EXERCISE OBJECTIVE: Rewrite only the listing lines starting with the line that contains "the white veil." and going on through the line that contains "x=113 y=456", substituting "bridal veil" for "white veil" and leaving everything else in those lines unchanged.

INFORMATION SUPPLIED:

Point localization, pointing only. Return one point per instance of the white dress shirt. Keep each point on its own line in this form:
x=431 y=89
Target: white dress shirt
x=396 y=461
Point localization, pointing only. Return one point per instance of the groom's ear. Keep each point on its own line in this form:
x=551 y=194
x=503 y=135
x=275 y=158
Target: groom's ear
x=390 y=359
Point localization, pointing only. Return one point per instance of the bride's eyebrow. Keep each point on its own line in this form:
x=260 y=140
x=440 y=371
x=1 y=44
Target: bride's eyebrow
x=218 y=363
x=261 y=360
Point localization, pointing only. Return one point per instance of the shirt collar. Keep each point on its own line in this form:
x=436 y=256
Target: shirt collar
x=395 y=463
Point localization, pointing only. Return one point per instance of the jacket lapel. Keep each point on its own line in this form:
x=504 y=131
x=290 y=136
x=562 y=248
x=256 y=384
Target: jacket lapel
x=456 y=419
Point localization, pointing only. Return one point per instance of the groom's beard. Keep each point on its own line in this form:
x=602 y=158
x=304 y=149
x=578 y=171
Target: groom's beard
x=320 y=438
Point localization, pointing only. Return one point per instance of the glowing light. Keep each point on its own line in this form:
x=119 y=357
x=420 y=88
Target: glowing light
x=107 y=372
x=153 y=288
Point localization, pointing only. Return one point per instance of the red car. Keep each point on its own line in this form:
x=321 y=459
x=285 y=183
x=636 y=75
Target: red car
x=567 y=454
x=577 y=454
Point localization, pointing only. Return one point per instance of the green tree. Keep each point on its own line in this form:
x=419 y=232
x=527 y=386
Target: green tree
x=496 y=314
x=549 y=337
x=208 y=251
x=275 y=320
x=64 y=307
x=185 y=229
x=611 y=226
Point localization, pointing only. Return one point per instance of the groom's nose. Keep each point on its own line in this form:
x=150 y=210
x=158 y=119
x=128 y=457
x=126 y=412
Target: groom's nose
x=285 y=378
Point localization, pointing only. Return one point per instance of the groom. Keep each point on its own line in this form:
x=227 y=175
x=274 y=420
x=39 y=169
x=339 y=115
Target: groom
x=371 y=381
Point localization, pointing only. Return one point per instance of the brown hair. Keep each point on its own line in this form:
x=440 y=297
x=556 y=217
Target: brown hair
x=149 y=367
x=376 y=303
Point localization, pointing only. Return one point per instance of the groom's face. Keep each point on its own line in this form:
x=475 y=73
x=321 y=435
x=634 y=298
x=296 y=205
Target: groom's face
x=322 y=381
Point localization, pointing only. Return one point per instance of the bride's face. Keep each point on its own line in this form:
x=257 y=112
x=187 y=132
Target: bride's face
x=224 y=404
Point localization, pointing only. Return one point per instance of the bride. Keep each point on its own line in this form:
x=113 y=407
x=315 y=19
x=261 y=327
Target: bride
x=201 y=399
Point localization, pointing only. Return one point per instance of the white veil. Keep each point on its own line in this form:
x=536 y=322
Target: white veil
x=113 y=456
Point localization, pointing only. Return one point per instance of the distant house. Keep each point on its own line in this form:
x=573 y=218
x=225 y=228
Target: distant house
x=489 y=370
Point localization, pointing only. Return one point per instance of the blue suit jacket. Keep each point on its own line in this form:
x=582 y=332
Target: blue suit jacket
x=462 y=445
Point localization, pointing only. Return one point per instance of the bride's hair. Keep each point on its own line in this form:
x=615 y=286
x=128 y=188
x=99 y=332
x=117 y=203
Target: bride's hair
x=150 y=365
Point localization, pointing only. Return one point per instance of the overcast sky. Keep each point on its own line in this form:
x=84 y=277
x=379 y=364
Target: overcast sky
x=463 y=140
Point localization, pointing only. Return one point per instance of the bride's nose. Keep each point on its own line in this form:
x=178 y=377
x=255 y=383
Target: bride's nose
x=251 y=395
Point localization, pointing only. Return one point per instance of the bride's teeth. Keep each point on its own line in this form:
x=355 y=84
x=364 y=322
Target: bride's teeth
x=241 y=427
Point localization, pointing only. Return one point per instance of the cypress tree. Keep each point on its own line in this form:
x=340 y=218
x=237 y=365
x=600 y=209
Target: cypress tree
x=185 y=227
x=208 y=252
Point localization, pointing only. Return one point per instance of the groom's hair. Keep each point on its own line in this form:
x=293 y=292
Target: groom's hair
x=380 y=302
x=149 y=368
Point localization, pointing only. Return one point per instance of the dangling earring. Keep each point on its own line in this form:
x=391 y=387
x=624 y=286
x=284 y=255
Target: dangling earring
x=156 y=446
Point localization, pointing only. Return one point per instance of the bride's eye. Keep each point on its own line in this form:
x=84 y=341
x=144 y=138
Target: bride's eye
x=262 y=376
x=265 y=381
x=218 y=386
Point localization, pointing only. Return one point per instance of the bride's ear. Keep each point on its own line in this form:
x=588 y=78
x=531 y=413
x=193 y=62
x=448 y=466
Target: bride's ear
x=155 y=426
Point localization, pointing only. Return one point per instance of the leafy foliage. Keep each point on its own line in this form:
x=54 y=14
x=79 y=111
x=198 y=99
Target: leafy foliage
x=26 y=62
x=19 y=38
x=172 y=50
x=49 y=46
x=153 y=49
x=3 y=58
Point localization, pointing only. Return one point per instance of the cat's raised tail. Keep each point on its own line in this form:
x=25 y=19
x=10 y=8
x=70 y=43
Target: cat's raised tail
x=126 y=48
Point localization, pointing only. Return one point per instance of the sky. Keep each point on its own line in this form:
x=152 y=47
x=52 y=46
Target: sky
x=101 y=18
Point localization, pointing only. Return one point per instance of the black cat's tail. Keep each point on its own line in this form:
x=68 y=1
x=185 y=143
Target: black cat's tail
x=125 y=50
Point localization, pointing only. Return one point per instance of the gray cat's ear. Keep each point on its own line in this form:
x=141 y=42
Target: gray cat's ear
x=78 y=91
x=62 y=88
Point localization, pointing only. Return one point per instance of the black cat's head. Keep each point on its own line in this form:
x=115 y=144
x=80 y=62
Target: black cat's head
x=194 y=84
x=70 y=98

RESPONSE TO THIS TASK:
Point localization, pointing only. Return one point per instance of the bridal veil. Keep each point on its own line in this form:
x=536 y=322
Target: bridal veil
x=113 y=456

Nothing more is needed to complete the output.